### PASSAGE TO READ
..............................

We abseiled back down the slab, but I took a different line to Chris as i had wanted to check out my E5 project. I wasn't going to, I was contemplating the onsight, but curiosity got the better of me. In short, I abbed the route, surveying the top section, roofs, pro locations and the moves. A more detailed write up will follow this post shortly. But needless to say, I'm pretty glad I've blown the onsight.
We headed off to the other side of the quarry now, to the 'Glacis'. My favourite route of the quarry 'Glacial point (E4 5c) was, in my mind, a good route to get Chris to second, or even top rope to get him used to trusting his feet. I geared up, literally only taking a few micros, and a half set of nuts for the top crack, plus about 4 quickdraws and a sling. (this rack is huge compared to an E2 I did later!). I started off, struggling to get off the ground at first, but made it to the micro placements and the first crux, where I preceded to place DMM Offsets size 0 + 2 and a DMM IMP size 2.
I managed to flow through the crux moves to reach the small overlap at 8m, the second crux. I made a very silly mistake, in which the outcome was a ground fall. The micros had held but it was the slack in the rope that made me hit the deck, but softly may I add. I got back on and sailed up to my original position at the overlap. But again, I took flight. This time however, was a different story.

..............................

Data records:
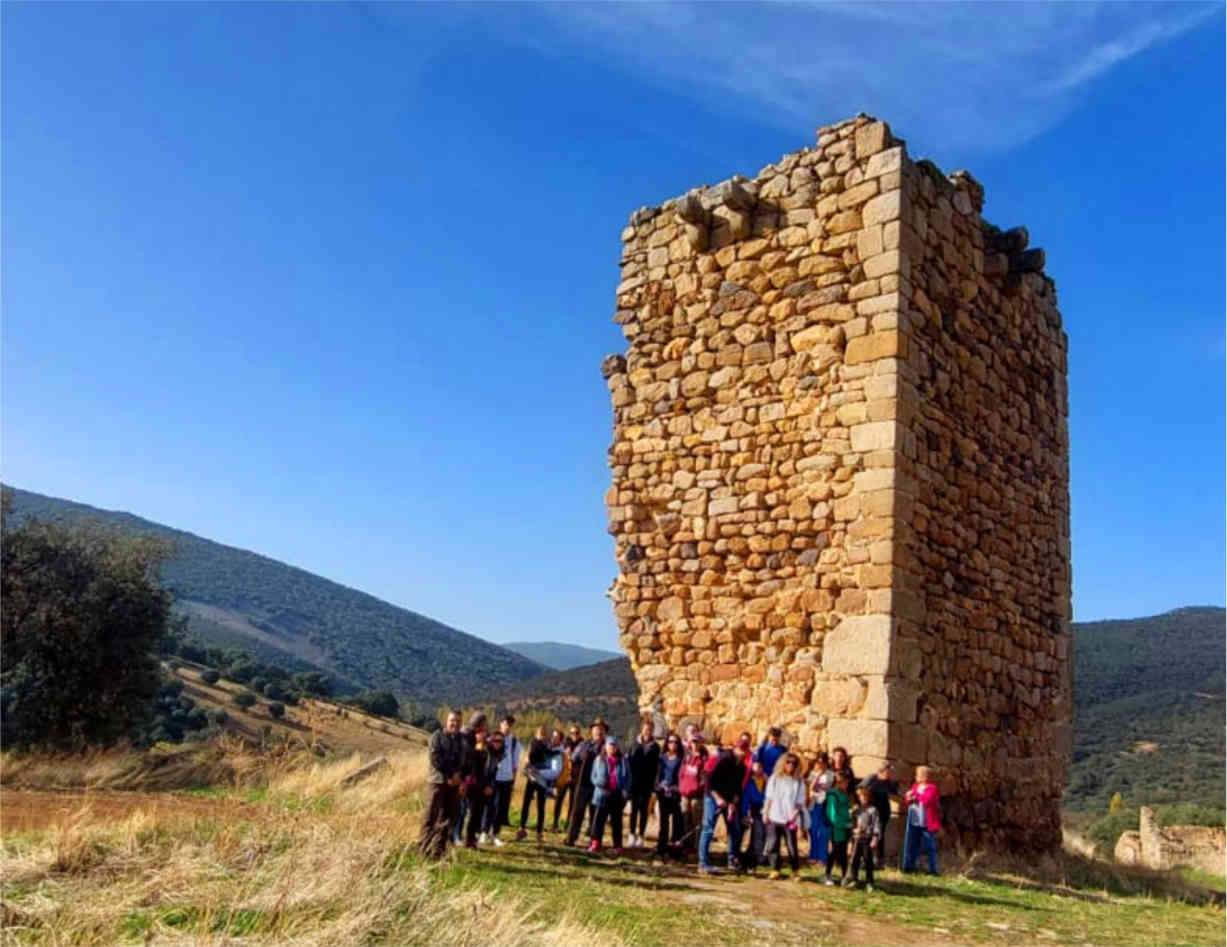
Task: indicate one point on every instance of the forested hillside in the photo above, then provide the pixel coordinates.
(281, 613)
(578, 696)
(1149, 696)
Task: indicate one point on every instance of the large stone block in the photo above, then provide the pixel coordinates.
(860, 644)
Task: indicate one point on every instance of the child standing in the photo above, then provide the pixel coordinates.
(924, 821)
(839, 816)
(821, 779)
(866, 837)
(753, 796)
(784, 800)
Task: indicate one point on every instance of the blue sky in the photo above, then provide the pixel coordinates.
(333, 282)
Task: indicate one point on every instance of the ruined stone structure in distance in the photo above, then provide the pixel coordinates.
(841, 475)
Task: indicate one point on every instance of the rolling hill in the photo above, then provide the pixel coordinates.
(1149, 694)
(285, 615)
(558, 655)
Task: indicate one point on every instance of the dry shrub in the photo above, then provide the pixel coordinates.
(288, 871)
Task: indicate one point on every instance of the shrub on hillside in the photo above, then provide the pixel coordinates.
(82, 612)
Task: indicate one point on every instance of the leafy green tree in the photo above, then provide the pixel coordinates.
(82, 613)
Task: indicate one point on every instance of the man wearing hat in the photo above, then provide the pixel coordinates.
(881, 786)
(582, 759)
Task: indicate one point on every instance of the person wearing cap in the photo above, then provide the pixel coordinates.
(447, 761)
(771, 750)
(565, 788)
(881, 788)
(582, 759)
(611, 783)
(669, 801)
(644, 763)
(498, 811)
(692, 786)
(723, 800)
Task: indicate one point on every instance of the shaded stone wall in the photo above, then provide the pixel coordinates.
(839, 496)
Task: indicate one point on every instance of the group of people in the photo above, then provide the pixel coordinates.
(765, 795)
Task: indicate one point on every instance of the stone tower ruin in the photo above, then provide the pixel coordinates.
(841, 475)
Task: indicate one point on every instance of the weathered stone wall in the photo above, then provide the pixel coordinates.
(1196, 847)
(839, 493)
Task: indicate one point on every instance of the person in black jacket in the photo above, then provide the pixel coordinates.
(582, 759)
(447, 756)
(480, 780)
(566, 793)
(644, 762)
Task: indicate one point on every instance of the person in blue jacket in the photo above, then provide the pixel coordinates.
(771, 751)
(753, 828)
(611, 784)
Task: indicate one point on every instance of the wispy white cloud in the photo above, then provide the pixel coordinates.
(969, 77)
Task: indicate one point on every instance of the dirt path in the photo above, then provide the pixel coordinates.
(26, 810)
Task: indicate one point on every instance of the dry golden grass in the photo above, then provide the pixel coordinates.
(315, 864)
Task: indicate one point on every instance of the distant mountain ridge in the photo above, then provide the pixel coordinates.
(1149, 696)
(560, 655)
(239, 599)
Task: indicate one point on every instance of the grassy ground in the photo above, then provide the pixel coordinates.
(303, 861)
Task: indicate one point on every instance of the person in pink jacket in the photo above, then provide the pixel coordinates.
(923, 821)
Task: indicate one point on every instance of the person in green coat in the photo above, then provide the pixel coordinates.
(839, 816)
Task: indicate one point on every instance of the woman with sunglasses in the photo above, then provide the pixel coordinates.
(669, 800)
(784, 800)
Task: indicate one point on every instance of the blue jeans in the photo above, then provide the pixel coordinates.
(712, 813)
(913, 839)
(820, 833)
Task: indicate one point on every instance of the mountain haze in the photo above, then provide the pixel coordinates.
(558, 655)
(238, 599)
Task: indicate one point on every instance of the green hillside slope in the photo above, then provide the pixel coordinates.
(281, 613)
(1149, 694)
(558, 655)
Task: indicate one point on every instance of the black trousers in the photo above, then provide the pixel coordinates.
(838, 856)
(863, 853)
(579, 807)
(442, 806)
(477, 805)
(610, 811)
(533, 789)
(566, 794)
(756, 842)
(639, 800)
(670, 811)
(771, 845)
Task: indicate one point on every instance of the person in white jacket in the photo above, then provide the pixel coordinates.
(783, 806)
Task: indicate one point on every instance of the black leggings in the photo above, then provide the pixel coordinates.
(533, 789)
(838, 856)
(670, 811)
(639, 800)
(863, 853)
(771, 845)
(566, 794)
(611, 811)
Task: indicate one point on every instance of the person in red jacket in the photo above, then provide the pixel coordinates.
(923, 821)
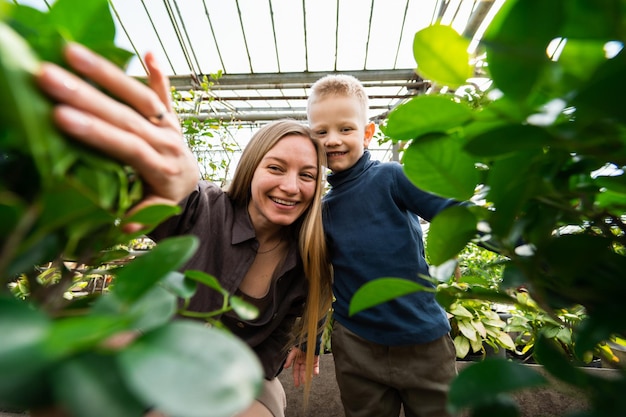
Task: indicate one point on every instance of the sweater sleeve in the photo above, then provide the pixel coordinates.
(423, 203)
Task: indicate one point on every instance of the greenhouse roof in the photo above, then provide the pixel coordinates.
(270, 51)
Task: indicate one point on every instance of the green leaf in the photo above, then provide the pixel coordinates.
(512, 181)
(152, 215)
(426, 114)
(449, 232)
(440, 166)
(206, 279)
(602, 95)
(483, 382)
(381, 290)
(22, 358)
(137, 277)
(516, 51)
(91, 385)
(507, 140)
(165, 368)
(90, 23)
(75, 334)
(177, 284)
(441, 55)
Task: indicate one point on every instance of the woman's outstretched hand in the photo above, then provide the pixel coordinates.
(137, 127)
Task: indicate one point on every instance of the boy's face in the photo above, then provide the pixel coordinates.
(339, 123)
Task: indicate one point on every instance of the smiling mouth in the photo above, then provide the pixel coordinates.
(283, 202)
(335, 154)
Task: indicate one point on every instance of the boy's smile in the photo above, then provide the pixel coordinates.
(337, 121)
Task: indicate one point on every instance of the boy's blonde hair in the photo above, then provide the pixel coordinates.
(339, 85)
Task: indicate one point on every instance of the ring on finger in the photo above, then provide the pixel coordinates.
(156, 119)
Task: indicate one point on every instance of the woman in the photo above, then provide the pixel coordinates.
(262, 239)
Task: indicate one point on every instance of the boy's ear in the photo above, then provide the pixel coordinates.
(370, 128)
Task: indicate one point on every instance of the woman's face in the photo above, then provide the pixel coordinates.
(284, 182)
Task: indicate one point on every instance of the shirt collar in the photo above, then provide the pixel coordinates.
(351, 173)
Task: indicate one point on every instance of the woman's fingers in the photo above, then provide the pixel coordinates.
(107, 75)
(119, 125)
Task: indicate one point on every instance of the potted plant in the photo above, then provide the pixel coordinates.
(60, 202)
(547, 148)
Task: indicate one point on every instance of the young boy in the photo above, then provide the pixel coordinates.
(400, 352)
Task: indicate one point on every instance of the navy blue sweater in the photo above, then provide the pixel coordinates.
(372, 226)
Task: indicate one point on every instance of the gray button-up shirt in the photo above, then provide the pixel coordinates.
(226, 251)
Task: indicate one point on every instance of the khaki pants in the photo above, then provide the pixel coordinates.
(375, 380)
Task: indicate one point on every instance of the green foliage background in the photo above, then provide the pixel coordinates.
(542, 152)
(60, 201)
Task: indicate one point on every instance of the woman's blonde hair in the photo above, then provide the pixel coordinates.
(311, 240)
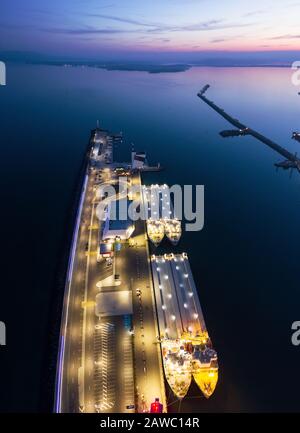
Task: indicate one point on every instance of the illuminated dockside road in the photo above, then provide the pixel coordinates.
(129, 322)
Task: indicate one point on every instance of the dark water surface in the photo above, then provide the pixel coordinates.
(246, 259)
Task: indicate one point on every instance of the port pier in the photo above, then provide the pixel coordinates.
(245, 130)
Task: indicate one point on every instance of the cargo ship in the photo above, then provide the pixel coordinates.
(155, 231)
(160, 215)
(173, 230)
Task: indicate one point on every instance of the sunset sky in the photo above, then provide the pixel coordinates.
(90, 28)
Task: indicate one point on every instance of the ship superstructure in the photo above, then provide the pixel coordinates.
(186, 347)
(161, 217)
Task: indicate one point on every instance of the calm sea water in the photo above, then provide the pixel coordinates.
(245, 260)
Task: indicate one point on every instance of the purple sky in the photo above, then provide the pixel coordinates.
(136, 29)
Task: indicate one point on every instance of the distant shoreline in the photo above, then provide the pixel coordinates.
(150, 68)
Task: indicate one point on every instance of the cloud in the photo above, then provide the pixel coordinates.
(216, 41)
(285, 37)
(150, 28)
(123, 20)
(253, 13)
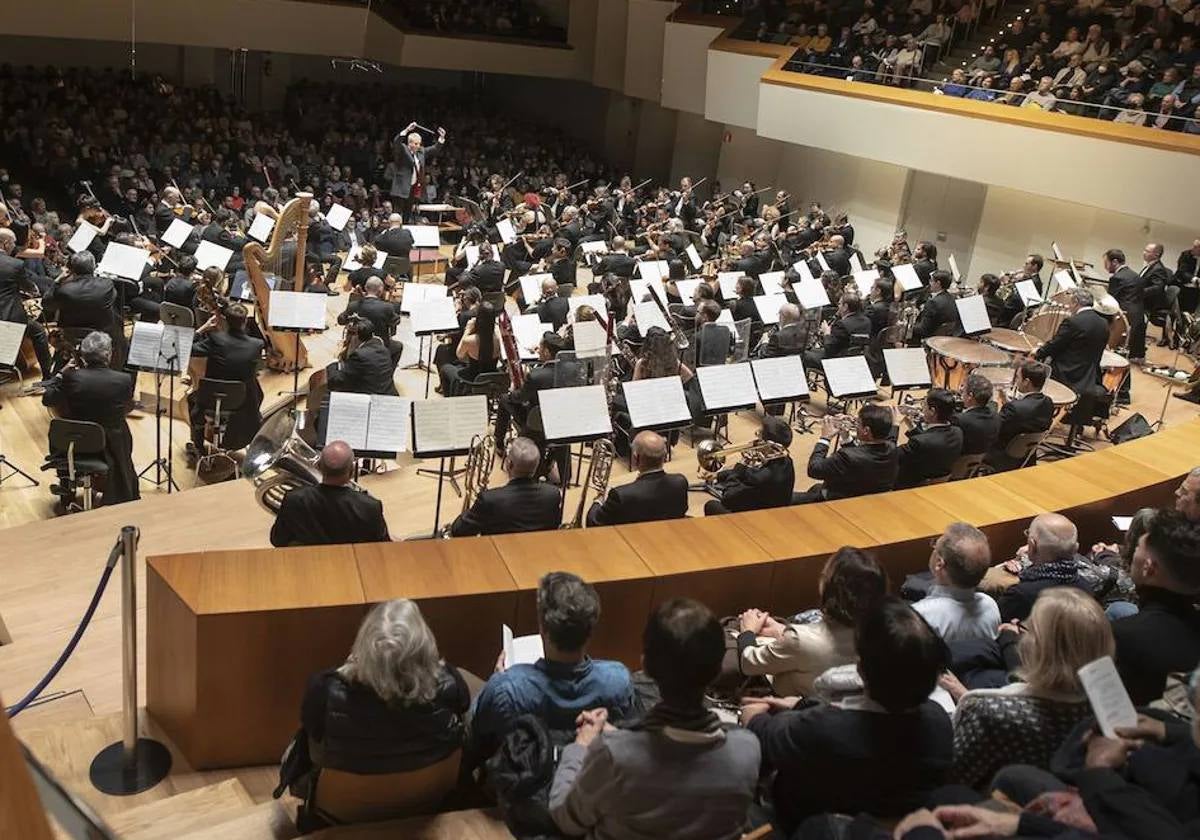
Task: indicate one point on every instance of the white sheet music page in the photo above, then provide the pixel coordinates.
(337, 216)
(435, 316)
(727, 387)
(1108, 696)
(349, 415)
(907, 366)
(213, 255)
(657, 402)
(448, 425)
(297, 311)
(849, 376)
(82, 238)
(973, 315)
(11, 335)
(811, 293)
(261, 228)
(575, 413)
(780, 378)
(177, 233)
(768, 307)
(388, 430)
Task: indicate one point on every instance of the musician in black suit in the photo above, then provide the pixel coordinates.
(234, 357)
(655, 495)
(978, 420)
(1077, 348)
(12, 280)
(97, 394)
(939, 316)
(744, 487)
(522, 504)
(411, 157)
(934, 444)
(1029, 411)
(333, 511)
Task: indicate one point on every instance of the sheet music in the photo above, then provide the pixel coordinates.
(780, 378)
(297, 311)
(591, 340)
(575, 413)
(178, 232)
(425, 235)
(337, 216)
(1108, 696)
(1029, 292)
(419, 293)
(811, 293)
(849, 376)
(768, 307)
(433, 316)
(772, 282)
(973, 315)
(906, 275)
(261, 228)
(655, 403)
(124, 261)
(649, 315)
(83, 235)
(210, 253)
(727, 387)
(11, 335)
(907, 366)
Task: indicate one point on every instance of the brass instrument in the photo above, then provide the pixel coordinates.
(599, 472)
(712, 455)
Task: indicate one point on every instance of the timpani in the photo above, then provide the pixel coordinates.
(952, 360)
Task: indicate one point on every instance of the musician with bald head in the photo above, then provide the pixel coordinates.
(333, 511)
(654, 495)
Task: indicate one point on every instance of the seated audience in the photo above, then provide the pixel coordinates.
(679, 773)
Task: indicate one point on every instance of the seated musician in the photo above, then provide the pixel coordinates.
(1027, 411)
(771, 485)
(978, 419)
(939, 316)
(934, 444)
(654, 495)
(232, 355)
(12, 280)
(331, 511)
(522, 504)
(869, 465)
(96, 394)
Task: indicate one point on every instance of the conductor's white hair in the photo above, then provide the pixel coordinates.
(395, 654)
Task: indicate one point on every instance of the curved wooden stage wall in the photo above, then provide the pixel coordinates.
(233, 635)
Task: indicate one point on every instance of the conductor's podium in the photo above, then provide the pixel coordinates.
(233, 635)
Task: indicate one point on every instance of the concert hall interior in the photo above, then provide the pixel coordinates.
(599, 418)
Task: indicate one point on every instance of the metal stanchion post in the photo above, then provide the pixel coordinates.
(131, 765)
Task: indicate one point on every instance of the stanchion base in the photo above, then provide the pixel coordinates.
(111, 775)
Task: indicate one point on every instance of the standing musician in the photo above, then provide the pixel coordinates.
(411, 157)
(333, 511)
(97, 394)
(12, 280)
(654, 495)
(769, 485)
(869, 466)
(522, 504)
(234, 357)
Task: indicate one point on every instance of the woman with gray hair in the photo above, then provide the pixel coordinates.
(393, 707)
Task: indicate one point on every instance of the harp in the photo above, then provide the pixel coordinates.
(280, 265)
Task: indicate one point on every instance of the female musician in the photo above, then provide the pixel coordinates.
(479, 351)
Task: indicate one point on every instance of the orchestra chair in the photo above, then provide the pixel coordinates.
(220, 400)
(357, 797)
(77, 454)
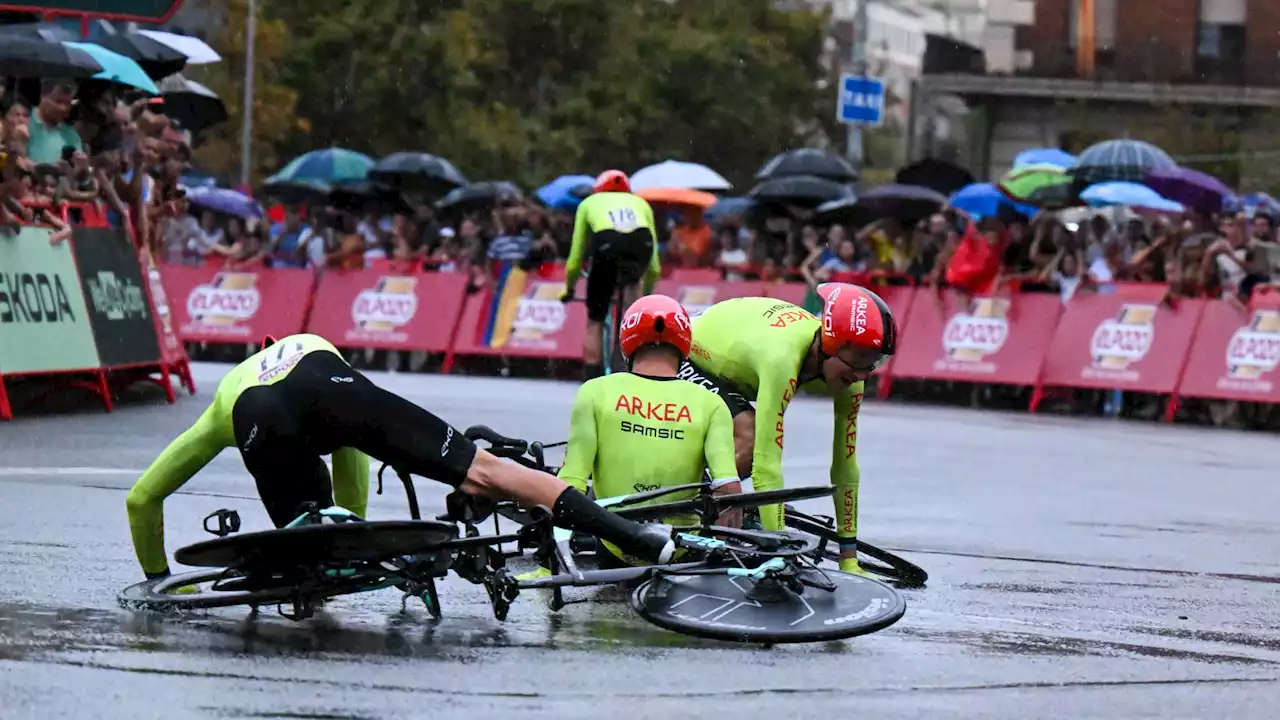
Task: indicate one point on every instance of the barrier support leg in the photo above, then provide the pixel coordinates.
(105, 391)
(5, 410)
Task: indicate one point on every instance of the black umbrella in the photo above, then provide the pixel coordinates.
(1119, 160)
(41, 31)
(26, 57)
(805, 191)
(905, 203)
(155, 58)
(193, 105)
(419, 172)
(478, 196)
(365, 195)
(935, 174)
(808, 162)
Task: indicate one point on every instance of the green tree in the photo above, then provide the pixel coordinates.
(274, 103)
(530, 89)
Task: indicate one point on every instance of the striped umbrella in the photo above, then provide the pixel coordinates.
(329, 167)
(1120, 160)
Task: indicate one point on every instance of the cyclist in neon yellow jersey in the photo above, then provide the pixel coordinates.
(645, 429)
(616, 232)
(298, 400)
(764, 350)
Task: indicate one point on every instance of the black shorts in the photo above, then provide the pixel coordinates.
(736, 401)
(617, 260)
(323, 405)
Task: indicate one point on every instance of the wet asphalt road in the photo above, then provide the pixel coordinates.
(1078, 569)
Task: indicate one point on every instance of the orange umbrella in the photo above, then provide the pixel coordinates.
(677, 196)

..............................

Reproduce the entire climbing account above word for word, with nothing left out or changed.

### FINAL RESULT
We abseiled back down the slab, but I took a different line to Chris as i had wanted to check out my E5 project. I wasn't going to, I was contemplating the onsight, but curiosity got the better of me. In short, I abbed the route, surveying the top section, roofs, pro locations and the moves. A more detailed write up will follow this post shortly. But needless to say, I'm pretty glad I've blown the onsight.
We headed off to the other side of the quarry now, to the 'Glacis'. My favourite route of the quarry 'Glacial point (E4 5c) was, in my mind, a good route to get Chris to second, or even top rope to get him used to trusting his feet. I geared up, literally only taking a few micros, and a half set of nuts for the top crack, plus about 4 quickdraws and a sling. (this rack is huge compared to an E2 I did later!). I started off, struggling to get off the ground at first, but made it to the micro placements and the first crux, where I preceded to place DMM Offsets size 0 + 2 and a DMM IMP size 2.
I managed to flow through the crux moves to reach the small overlap at 8m, the second crux. I made a very silly mistake, in which the outcome was a ground fall. The micros had held but it was the slack in the rope that made me hit the deck, but softly may I add. I got back on and sailed up to my original position at the overlap. But again, I took flight. This time however, was a different story.